Conquest’s second law in action, I suppose. Was the outcasting (is that a word?) of Bjorn Lomberg the moment when they dropped the mask?
Sunny,
For SA, their decline preceded the Lomborg fiasco by years.
When Kosta Tsipis became a major contributor in the 70’s era of nuclear disarmament talks, And even he started out perfectly rational – took 2 or 3 years for him to become pointless to read.
David Burge@iowahawkblog May 25, 2016
1. Target a respected institution
2. Kill & clean it
3. Wear it as a skin suit, while demanding respect
Imagine “A Clockwork Orange”-style indoctrination only in a Dilbert-office environment.
* applause *
You have described every HR Department in the Western World
It didn’t help that CNN was on in the newsroom constantly, and every time I heard their voice I would cringe.
My local classical music station’s political biases make me reluctant to donate during their regular fund-raising campaigns. (Why do they think they need to read the headlines several times a day? And why must they slant the news so blatantly and dishonestly?

#### Records supplied

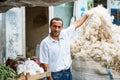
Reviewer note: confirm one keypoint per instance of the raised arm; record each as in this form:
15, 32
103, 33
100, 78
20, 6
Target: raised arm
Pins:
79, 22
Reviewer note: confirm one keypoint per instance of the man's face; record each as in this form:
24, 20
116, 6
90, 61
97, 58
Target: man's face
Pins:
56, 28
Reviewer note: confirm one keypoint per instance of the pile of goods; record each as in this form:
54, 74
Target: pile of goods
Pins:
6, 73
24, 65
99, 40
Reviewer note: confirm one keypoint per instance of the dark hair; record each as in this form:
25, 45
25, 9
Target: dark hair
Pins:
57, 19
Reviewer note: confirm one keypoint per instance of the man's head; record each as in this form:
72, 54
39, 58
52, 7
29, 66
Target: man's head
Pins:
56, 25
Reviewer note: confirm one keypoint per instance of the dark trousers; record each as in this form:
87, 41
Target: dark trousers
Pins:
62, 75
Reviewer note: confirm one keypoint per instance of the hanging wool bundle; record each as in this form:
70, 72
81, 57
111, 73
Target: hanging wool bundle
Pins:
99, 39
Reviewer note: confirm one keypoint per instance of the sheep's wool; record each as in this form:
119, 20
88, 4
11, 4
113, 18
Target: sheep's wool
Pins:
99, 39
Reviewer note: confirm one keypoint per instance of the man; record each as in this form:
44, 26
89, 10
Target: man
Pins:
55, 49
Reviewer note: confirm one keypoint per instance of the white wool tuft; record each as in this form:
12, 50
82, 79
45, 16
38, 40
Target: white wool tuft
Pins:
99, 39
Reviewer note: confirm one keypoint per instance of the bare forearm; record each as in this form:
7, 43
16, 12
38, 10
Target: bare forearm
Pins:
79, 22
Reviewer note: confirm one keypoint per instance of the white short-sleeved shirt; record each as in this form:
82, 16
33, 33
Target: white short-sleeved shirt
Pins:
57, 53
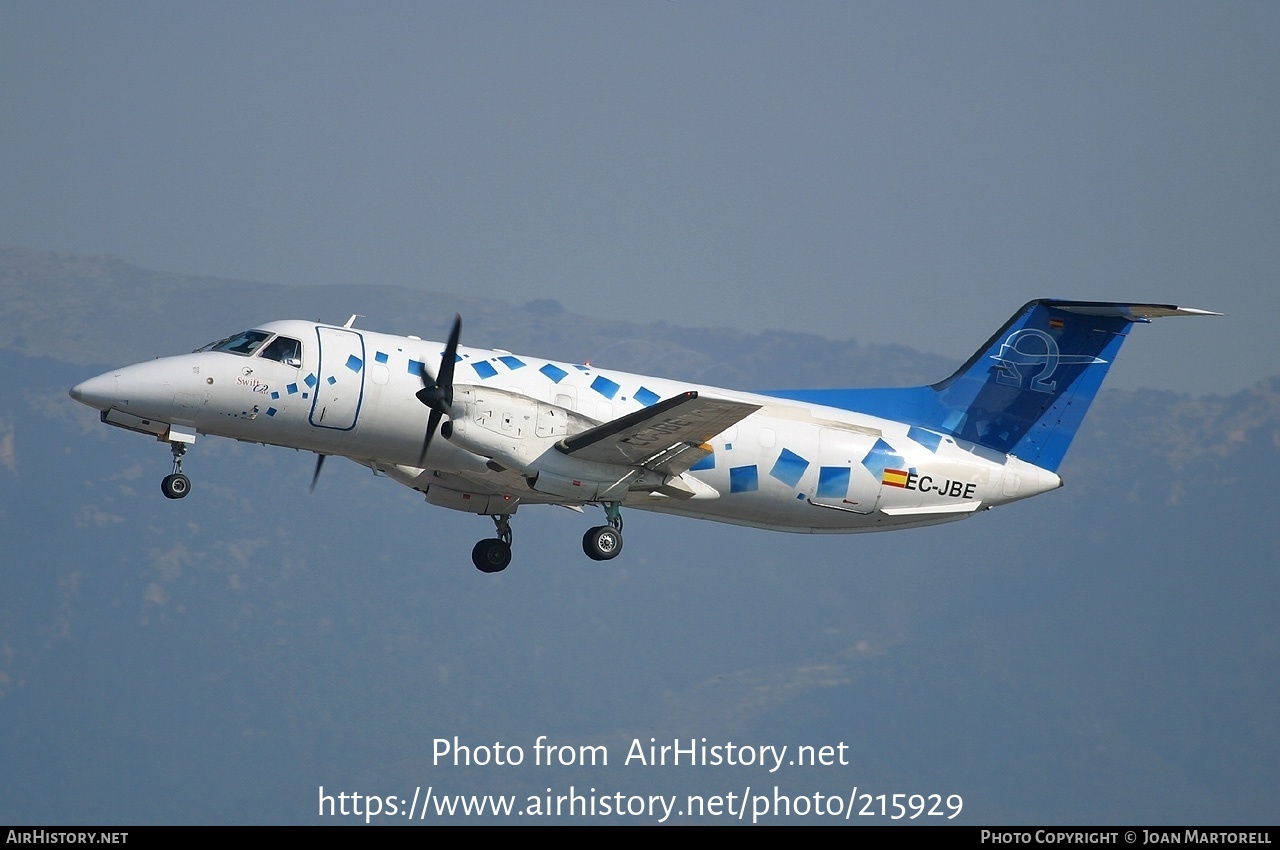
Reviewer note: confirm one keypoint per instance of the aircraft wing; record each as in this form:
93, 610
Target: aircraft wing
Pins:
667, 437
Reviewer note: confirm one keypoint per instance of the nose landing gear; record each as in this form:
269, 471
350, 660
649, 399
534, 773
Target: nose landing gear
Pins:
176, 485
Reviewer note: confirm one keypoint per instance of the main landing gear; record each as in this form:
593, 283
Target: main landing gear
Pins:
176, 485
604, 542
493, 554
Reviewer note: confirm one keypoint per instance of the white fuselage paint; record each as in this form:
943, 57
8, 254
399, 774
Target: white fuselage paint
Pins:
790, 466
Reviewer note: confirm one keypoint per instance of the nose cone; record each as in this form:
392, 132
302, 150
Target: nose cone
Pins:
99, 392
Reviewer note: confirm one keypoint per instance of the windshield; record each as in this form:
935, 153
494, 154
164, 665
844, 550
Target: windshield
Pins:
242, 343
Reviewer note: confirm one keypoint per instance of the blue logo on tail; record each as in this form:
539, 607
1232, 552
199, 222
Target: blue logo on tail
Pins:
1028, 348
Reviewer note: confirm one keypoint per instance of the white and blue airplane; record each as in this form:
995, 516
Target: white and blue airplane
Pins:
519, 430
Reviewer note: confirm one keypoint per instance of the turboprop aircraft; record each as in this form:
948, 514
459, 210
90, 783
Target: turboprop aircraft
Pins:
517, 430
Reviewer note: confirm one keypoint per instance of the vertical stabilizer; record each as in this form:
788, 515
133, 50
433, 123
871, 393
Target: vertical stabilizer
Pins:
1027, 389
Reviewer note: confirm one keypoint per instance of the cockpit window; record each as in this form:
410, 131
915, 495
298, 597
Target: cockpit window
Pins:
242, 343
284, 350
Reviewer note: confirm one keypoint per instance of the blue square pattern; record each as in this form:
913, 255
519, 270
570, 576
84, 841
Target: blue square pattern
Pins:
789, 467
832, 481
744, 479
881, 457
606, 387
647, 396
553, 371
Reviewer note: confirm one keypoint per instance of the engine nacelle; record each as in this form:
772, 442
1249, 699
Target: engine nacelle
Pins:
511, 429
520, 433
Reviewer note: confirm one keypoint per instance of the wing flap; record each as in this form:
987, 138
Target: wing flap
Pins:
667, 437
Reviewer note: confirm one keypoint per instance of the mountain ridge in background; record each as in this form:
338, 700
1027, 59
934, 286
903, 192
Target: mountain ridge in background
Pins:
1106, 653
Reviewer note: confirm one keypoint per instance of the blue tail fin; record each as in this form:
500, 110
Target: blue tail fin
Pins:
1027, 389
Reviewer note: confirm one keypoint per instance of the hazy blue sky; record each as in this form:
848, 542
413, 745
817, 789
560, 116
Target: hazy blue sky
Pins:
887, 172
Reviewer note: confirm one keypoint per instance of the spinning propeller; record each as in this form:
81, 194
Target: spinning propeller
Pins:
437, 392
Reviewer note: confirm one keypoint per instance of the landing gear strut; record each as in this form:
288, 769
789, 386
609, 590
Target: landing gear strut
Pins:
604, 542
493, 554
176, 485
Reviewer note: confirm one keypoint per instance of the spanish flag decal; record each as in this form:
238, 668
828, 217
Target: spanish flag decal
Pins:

#### Directions
1: Reproduce the passage of the comment thread starting at "Conquest’s second law" and ending at "fiasco by years.".
2: Go on with the comment thread from its final line, adding what comes next.

#### Responses to the exercise
1:
Conquest’s second law in action, I suppose. Was the outcasting (is that a word?) of Bjorn Lomberg the moment when they dropped the mask?
Sunny,
For SA, their decline preceded the Lomborg fiasco by years.

2:
BrassG,
I grew up in the 60’s with SA, among others. In my teens I used to visit the local 2-year college’s library, where they had big bound volumes going back to Issue 1. I probably read them all. Just the kind of guy I was and still am.
[increasing sounds of interested ladies flocking in my direction]
I read SA every month starting in high school, and subscribed after college. I dropped them forever in the 90’s when their political biases became to blatant to ignore.
“Creative Nonfiction”. AKA Journalism, for those of you wondering.
I read SA every month starting in high school, and subscribed after college. I dropped them forever in the 90’s when their political biases became to blatant to ignore.
Almost exact parallel here. I know it’s terribly superficial to say this, but one thing that would constantly make me cringe was how their economics writer had an email address of @aol.com. A science magazine. In the late 1990’s.
Notably absent in the piece: working in a useful job.
The Elizabeth Farrelly article is full of gems.
From bemoaning she cant return her superfluous Apple computer, to losing flights to Europe to ‘hug my daughter’ who was there on a study trip, the heartstrings are well and truly tugged.
But the best bit for me was one of the comments, posted by “count factula”:
Sorry about your flight to the UK – as I recall, you recommend we all just take 3 or so international flights during our lifetime, from memory, for the sake of the environment. Was your thwarted international flight your second, or third??
…which, if true is a pretty good example of why its hard to take these folks seriously.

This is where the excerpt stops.